Render every line of the material below as a JSON array of strings, with one string per line and blank lines omitted.

▶ RECORDS FOR PROCESSING
::::::
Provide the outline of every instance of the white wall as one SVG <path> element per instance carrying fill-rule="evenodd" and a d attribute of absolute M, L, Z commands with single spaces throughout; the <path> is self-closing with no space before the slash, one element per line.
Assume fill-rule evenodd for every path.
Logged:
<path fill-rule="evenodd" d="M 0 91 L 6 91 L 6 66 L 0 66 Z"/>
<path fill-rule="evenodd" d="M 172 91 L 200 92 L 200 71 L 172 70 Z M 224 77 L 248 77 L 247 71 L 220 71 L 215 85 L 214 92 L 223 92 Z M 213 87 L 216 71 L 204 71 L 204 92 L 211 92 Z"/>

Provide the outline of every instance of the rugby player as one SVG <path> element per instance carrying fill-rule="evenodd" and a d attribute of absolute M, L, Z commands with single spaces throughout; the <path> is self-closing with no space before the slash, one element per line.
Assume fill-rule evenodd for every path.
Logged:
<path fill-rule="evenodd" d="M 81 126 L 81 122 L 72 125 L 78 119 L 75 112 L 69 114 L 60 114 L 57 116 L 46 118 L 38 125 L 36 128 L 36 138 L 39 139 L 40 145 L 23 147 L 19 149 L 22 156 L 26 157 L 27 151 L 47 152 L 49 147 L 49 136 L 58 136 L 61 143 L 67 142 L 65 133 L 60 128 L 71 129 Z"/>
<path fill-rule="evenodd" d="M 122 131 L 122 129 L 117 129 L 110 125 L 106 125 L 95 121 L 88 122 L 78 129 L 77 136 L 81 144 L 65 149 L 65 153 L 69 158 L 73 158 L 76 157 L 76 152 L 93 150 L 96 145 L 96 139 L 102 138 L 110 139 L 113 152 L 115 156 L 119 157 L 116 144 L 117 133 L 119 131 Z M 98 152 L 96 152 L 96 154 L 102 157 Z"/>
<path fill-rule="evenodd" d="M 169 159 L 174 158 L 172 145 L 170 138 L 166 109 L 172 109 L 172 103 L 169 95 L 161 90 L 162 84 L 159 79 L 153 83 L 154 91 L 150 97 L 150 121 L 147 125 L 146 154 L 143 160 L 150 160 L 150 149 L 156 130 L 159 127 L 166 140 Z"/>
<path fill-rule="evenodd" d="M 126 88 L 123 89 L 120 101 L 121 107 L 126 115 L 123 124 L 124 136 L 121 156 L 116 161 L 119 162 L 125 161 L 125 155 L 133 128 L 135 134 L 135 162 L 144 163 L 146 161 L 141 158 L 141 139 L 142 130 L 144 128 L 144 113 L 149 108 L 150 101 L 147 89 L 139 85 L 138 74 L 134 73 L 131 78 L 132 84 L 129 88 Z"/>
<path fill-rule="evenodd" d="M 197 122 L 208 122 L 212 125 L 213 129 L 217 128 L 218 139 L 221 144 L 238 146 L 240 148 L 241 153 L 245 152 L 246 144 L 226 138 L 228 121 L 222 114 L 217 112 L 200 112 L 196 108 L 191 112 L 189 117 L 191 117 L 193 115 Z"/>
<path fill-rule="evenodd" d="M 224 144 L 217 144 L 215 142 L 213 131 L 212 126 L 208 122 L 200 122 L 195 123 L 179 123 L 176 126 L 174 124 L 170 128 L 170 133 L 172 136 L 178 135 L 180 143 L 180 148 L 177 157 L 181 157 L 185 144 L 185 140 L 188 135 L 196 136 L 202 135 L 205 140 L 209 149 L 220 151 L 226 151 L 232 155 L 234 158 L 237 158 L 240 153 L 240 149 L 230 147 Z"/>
::::::
▶ WRITTEN REPLY
[
  "Provide the outline of every instance of the white wall as one SVG <path> element per instance carrying fill-rule=\"evenodd\" and a d attribute of absolute M, L, Z commands with single spaces throughout; the <path> is self-closing with no space before the slash, one element per line.",
  "Assume fill-rule evenodd for every path.",
  "Logged:",
  "<path fill-rule=\"evenodd\" d=\"M 0 91 L 6 91 L 6 66 L 0 66 Z\"/>",
  "<path fill-rule=\"evenodd\" d=\"M 172 91 L 200 92 L 200 71 L 172 70 Z M 224 77 L 248 77 L 247 71 L 220 71 L 215 85 L 214 92 L 223 92 Z M 213 87 L 216 71 L 204 71 L 204 92 L 211 92 Z\"/>",
  "Provide the outline of every instance of the rugby player as one SVG <path> element per instance carrying fill-rule=\"evenodd\" and a d attribute of absolute M, L, Z commands with single spaces throughout; the <path> is self-closing with no space before the slash, one element per line.",
  "Assume fill-rule evenodd for every path.",
  "Logged:",
  "<path fill-rule=\"evenodd\" d=\"M 81 126 L 81 122 L 72 125 L 78 119 L 75 112 L 69 114 L 60 114 L 57 116 L 46 118 L 38 125 L 36 128 L 36 138 L 39 139 L 40 145 L 23 147 L 19 149 L 22 156 L 26 157 L 27 151 L 47 152 L 49 147 L 49 136 L 58 136 L 61 143 L 67 142 L 65 133 L 60 128 L 71 129 Z\"/>",
  "<path fill-rule=\"evenodd\" d=\"M 122 131 L 122 129 L 117 129 L 110 125 L 106 125 L 95 121 L 88 122 L 78 129 L 77 136 L 81 144 L 65 149 L 65 153 L 69 158 L 73 158 L 76 157 L 76 152 L 93 150 L 96 145 L 96 139 L 102 138 L 110 139 L 113 152 L 115 156 L 119 157 L 116 144 L 117 133 L 119 131 Z M 98 152 L 96 152 L 96 154 L 102 157 Z\"/>",
  "<path fill-rule=\"evenodd\" d=\"M 169 159 L 174 158 L 172 145 L 170 138 L 166 109 L 172 109 L 172 103 L 169 95 L 161 90 L 162 84 L 159 79 L 153 83 L 154 91 L 150 97 L 150 121 L 147 125 L 146 154 L 143 160 L 150 160 L 150 149 L 156 130 L 159 127 L 166 140 Z\"/>",
  "<path fill-rule=\"evenodd\" d=\"M 126 88 L 123 89 L 120 101 L 121 107 L 126 115 L 123 124 L 124 136 L 121 156 L 116 161 L 119 162 L 125 161 L 125 155 L 133 128 L 135 134 L 135 162 L 144 163 L 146 161 L 141 158 L 141 139 L 142 130 L 144 128 L 144 113 L 149 108 L 150 101 L 147 89 L 139 85 L 138 74 L 134 73 L 131 78 L 132 84 L 129 88 Z\"/>",
  "<path fill-rule=\"evenodd\" d=\"M 197 122 L 208 122 L 212 125 L 213 129 L 217 128 L 218 139 L 221 144 L 238 146 L 240 148 L 241 153 L 245 152 L 246 144 L 226 138 L 228 121 L 222 114 L 217 112 L 200 112 L 196 108 L 191 112 L 189 117 L 191 117 L 193 115 Z\"/>",
  "<path fill-rule=\"evenodd\" d=\"M 224 144 L 217 144 L 215 142 L 213 131 L 212 126 L 208 122 L 200 122 L 195 123 L 179 123 L 176 126 L 174 124 L 170 128 L 170 133 L 172 136 L 178 135 L 180 143 L 180 148 L 177 157 L 181 157 L 185 144 L 185 140 L 188 135 L 196 136 L 202 135 L 205 140 L 209 149 L 220 151 L 226 151 L 232 155 L 234 158 L 237 158 L 240 153 L 240 149 L 230 147 Z\"/>"
]